__Instruction__.
Give the listing again exactly, omitting its images.

__Data supplied__.
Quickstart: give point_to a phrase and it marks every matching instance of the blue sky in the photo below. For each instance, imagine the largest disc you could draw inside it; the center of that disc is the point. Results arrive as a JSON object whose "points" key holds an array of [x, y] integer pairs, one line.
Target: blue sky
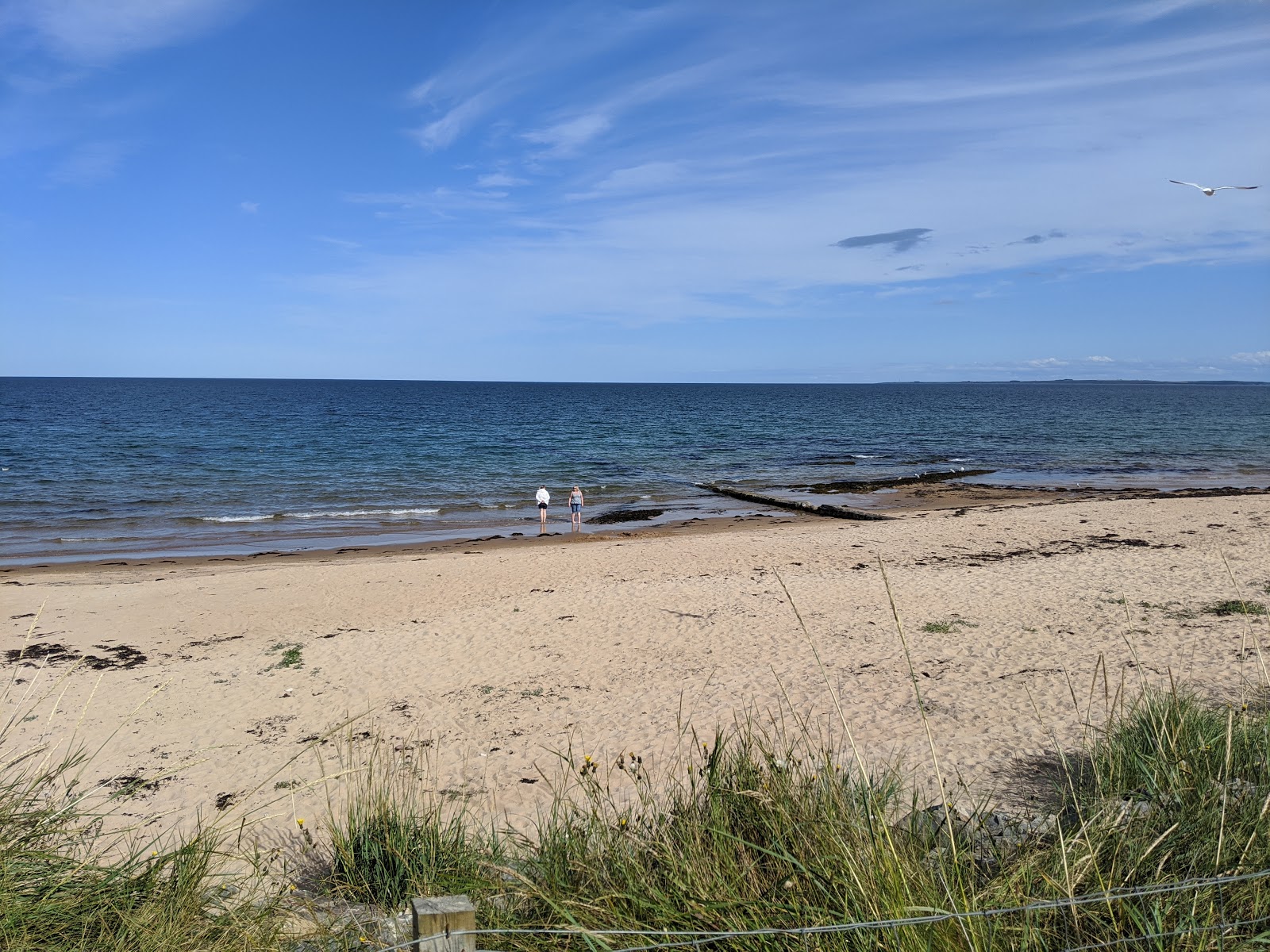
{"points": [[635, 192]]}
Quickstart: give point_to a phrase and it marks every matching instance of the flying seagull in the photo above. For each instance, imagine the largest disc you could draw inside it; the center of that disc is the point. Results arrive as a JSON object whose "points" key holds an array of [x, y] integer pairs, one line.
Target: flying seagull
{"points": [[1208, 190]]}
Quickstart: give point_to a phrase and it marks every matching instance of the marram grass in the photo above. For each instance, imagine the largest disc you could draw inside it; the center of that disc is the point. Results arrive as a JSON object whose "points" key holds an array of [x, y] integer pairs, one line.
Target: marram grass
{"points": [[752, 831], [751, 828]]}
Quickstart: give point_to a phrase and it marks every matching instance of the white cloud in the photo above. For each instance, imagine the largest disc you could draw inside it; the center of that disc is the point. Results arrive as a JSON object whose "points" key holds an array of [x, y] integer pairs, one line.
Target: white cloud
{"points": [[89, 164], [99, 31], [567, 137], [638, 178], [499, 179]]}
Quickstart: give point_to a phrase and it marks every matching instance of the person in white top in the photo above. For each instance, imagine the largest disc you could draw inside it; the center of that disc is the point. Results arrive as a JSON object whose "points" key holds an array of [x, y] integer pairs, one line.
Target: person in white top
{"points": [[544, 498]]}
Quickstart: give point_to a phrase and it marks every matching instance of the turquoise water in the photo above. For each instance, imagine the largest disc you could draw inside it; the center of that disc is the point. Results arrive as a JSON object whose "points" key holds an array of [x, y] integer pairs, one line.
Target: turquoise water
{"points": [[95, 467]]}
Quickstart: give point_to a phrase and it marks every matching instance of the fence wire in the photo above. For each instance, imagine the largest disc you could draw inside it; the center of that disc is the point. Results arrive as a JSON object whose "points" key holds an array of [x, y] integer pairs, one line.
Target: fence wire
{"points": [[673, 939]]}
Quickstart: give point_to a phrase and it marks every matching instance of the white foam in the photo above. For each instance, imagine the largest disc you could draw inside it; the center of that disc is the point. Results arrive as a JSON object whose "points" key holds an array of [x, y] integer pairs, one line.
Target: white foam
{"points": [[336, 514], [351, 513]]}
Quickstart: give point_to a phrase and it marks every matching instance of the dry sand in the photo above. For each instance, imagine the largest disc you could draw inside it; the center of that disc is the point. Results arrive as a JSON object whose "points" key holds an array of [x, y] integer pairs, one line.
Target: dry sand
{"points": [[501, 654]]}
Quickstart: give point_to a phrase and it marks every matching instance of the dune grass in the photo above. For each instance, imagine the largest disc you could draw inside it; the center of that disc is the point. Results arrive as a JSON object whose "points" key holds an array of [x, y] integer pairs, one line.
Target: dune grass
{"points": [[766, 824], [755, 831], [67, 885]]}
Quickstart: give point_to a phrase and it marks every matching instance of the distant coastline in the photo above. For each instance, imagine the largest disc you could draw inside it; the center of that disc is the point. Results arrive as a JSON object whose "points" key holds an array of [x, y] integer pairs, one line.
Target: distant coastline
{"points": [[130, 467]]}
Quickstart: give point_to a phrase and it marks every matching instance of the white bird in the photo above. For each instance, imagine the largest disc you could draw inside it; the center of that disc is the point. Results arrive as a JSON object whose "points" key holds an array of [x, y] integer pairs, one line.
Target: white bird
{"points": [[1208, 190]]}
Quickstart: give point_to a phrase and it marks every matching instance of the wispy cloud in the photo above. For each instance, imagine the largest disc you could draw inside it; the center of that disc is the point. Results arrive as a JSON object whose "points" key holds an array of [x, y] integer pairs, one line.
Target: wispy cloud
{"points": [[90, 163], [501, 179], [1038, 239], [565, 137], [692, 183], [902, 240]]}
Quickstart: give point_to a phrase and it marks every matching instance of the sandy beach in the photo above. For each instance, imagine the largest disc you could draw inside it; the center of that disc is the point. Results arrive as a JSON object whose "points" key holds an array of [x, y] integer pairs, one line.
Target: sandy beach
{"points": [[497, 654]]}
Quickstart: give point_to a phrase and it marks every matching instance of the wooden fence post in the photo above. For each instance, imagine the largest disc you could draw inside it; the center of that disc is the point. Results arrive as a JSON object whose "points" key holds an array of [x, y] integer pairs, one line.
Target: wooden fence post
{"points": [[440, 917]]}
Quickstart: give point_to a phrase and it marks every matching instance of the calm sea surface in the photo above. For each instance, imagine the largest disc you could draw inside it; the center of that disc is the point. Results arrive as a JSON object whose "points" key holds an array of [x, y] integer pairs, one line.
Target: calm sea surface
{"points": [[94, 467]]}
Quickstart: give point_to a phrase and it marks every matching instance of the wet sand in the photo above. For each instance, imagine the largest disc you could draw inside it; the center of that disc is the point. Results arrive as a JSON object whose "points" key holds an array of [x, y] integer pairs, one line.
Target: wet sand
{"points": [[495, 654]]}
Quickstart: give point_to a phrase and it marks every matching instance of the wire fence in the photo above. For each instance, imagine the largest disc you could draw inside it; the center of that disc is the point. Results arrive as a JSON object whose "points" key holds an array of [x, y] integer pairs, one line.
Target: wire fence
{"points": [[1149, 933]]}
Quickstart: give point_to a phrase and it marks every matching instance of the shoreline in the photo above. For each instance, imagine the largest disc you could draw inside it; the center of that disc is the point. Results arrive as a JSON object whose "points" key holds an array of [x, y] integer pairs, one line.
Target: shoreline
{"points": [[497, 655], [899, 503]]}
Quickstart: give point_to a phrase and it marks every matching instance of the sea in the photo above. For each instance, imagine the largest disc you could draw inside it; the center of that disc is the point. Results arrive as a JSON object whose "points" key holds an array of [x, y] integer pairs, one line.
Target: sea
{"points": [[94, 469]]}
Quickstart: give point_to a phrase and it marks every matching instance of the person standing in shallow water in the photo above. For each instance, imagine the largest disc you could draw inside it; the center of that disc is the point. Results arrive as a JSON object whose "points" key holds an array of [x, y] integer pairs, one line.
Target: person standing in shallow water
{"points": [[544, 498]]}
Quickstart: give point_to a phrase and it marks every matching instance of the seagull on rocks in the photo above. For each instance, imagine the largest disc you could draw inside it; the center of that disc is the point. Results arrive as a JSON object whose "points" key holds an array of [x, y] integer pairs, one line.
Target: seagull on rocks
{"points": [[1208, 190]]}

__Final answer__.
Quickstart: give point_to a phrase and it marks every matching instance of the blue sky in the photo below. For each instance, imagine the largest disc you could draw inside it; the center of that disc is the point. Results arrive as a JSON object whose "points" key holds an array of [x, y] integer pairs, one line.
Target: blue sky
{"points": [[635, 192]]}
Quickstart: give point_to a phrase and it marks every matching instance of the flying seagull in the photo above. For each instance, imagine the largest disc you could draw inside it; the center of that disc is the point. Results arrive as a JSON object whose "points" key holds an array of [x, y] integer pairs, one line.
Target: flying seagull
{"points": [[1208, 190]]}
Quickstart: give point_to a phrase and it marks every matching instance of the marram grass in the photo above. For each instance, imagine the largest disc you could draw inside it; the center of that disc is the point. Results arrive as a JSON object whose "points" key holds an array of [x, y] integer pairs, one line.
Target: marram grass
{"points": [[752, 831], [751, 828]]}
Quickstart: give point_to a phrase and it marks every matching instance of the white cloud in the photo above. For each instance, imagine the largest disc you could draw inside it; the center of that disc is the point. Results arrive as a JSON object whose "points" key holds an array of [x, y] integer pairs, one line.
Target: white cloud
{"points": [[89, 164], [99, 31], [567, 137], [638, 178], [499, 179]]}
Quickstart: give point_to a phrase and it marks every matching instance of the person in white top in the photo above. For each instance, imagine the largest disc you could draw inside it; the center of that disc is the point. Results arrive as a JSON object whose "points" key holds an array of [x, y] integer pairs, one line.
Target: person in white top
{"points": [[544, 498]]}
Quickstart: give point_to a phrase and it marks every matching instance of the turquoise water in the photo above. For each instance, imagine the largest disc you could draw inside it; the center of that disc is the point. Results arrive as a JSON object whose "points" key holds an array of [x, y] integer pairs, one line.
Target: turquoise water
{"points": [[95, 467]]}
Quickstart: give point_to a phrase and it marks every matching instance of the fence wire in the photo above. For each instance, imagine the largest disc you could draw inside it; the center of that disc is the point. Results arrive as a JSON object whose "points" key holds an array of [x, y] integer pairs, one line.
Target: fence wire
{"points": [[673, 939]]}
Quickstart: give point_to a phrase and it marks every matching instance of the white foam in the photo above. For each instance, imagine the largest disc you could draw inside it; the center of that disc is the point. Results arrive as a JSON object whose "points" key holds an array of [x, y] integer pairs, one line.
Target: white foam
{"points": [[336, 514], [351, 513]]}
Quickstart: give point_to a phrase and it marks every matching instance of the dry sand in the photo above. For each instance, imagine the largest disc you could draw inside it; the center of that disc is the point. Results arrive as a JSON object whose "points" key holds an array of [x, y] integer pairs, one line.
Target: dry sand
{"points": [[501, 654]]}
Quickstart: give point_to a phrase and it marks every matching instance of the dune grass in the photo above. For each instance, imagine the largest disc you could draw inside it; the center of that disc is the point. Results arrive as a JSON object whose "points" key holds an array of [x, y] integer pairs, one line.
Target: dune grass
{"points": [[766, 824], [755, 831], [67, 885]]}
Quickstart: give point_to a phrase and it marks every matching instance of the distant coastline in the photo above. For each instance, imagine the largest disc you could draw inside it; the center of that disc is the point. Results arrive as a JSON object whose "points" key holds an array of [x, y] integer pairs, one line.
Target: distant coastline
{"points": [[130, 467]]}
Quickstart: give point_to a phrase and it marks every matching instance of the white bird in the photo above. For each instance, imagine the largest disc you could draw inside it; the center of that disc is the point. Results arrive as a JSON object whose "points" key holds an array of [x, y] integer pairs, one line.
Target: white bird
{"points": [[1208, 190]]}
Quickstart: give point_to a phrase and it marks every matching instance of the wispy cloud in the photo above. For each instance, imagine the largest disc you could draw inside it; the center of that disc is the point. Results arrive as a JSON object whose "points" key holds an array of [x, y] integer pairs, one line.
Target: wispy cloud
{"points": [[90, 163], [501, 179], [1038, 239], [565, 137], [692, 183], [902, 240]]}
Quickstart: give point_to a phrase and it marks every matching instance of the sandy beach in the photo above. For each instance, imagine the largest disc you could draw inside it; the center of that disc is the point. Results arrive as a JSON object whose "points" key holds an array of [x, y] integer pairs, one line.
Target: sandy beach
{"points": [[497, 654]]}
Quickstart: give point_to a phrase and it marks every matching instance of the wooden fence post in the photo above. For each instance, imagine the largest disc you could draw inside it; the center of that disc is the point. Results arrive as a JSON object whose "points" key holds an array of [x, y] integer pairs, one line.
Target: wooden fence post
{"points": [[440, 917]]}
Quickstart: give point_to a phrase and it marks every matching instance of the calm sea surface in the photo above. For each instance, imagine the largest disc you could draw inside it; the center of that disc is the point. Results arrive as a JSON object whose "points" key holds an array of [x, y] integer pairs, one line.
Target: calm sea surface
{"points": [[94, 467]]}
Quickstart: give point_to a phrase and it marks every matching instance of the wet sand in the photo above. For each instance, imagine the largest disc you could draw inside it; the center of that disc is the point. Results arrive as a JSON object whose "points" key holds an array of [x, y] integer pairs, one line.
Target: wet sand
{"points": [[495, 654]]}
Quickstart: give point_to a phrase and it marks every matching instance of the wire fence in the photo above. For each instance, imagine the largest disc you could draw inside it; the center of that disc is the point. Results arrive as a JSON object whose "points" key holds an array of [x, y] integer pairs, one line.
Target: wire fence
{"points": [[1149, 933]]}
Quickstart: give point_to a phrase and it marks every matching instance of the shoreline in the photo above. For each instance, imagine the largest disc you could draw inside it; the center of that disc is the point. Results arrive as a JSON object whose "points" key holds an array of [x, y] integer pairs, one line.
Target: shoreline
{"points": [[497, 655], [899, 503]]}
Quickstart: give point_to a phrase and it marks every matching instance of the sea in the photo above. For each instance, imagine the largest disc you could draw inside it; the center of that disc is the point. Results arrive as a JSON object whose "points" key holds an array of [x, y] integer pairs, one line.
Target: sea
{"points": [[94, 469]]}
Quickstart: give point_to a phrase and it marks every matching instance of the person standing in shallow water in the photo above. For each instance, imagine the largest disc you could draw inside it; the center of that disc is the point. Results arrive as a JSON object whose "points" key holds an array of [x, y] integer pairs, one line.
Target: person standing in shallow water
{"points": [[544, 498]]}
Quickstart: give point_to a phrase and it marks every matching instance of the seagull on rocks in the photo above. For each instance, imagine the largest disc you could draw inside it; the center of that disc is the point. Results arrive as a JSON object whose "points" key holds an array of [x, y] integer pairs, one line.
Target: seagull on rocks
{"points": [[1208, 190]]}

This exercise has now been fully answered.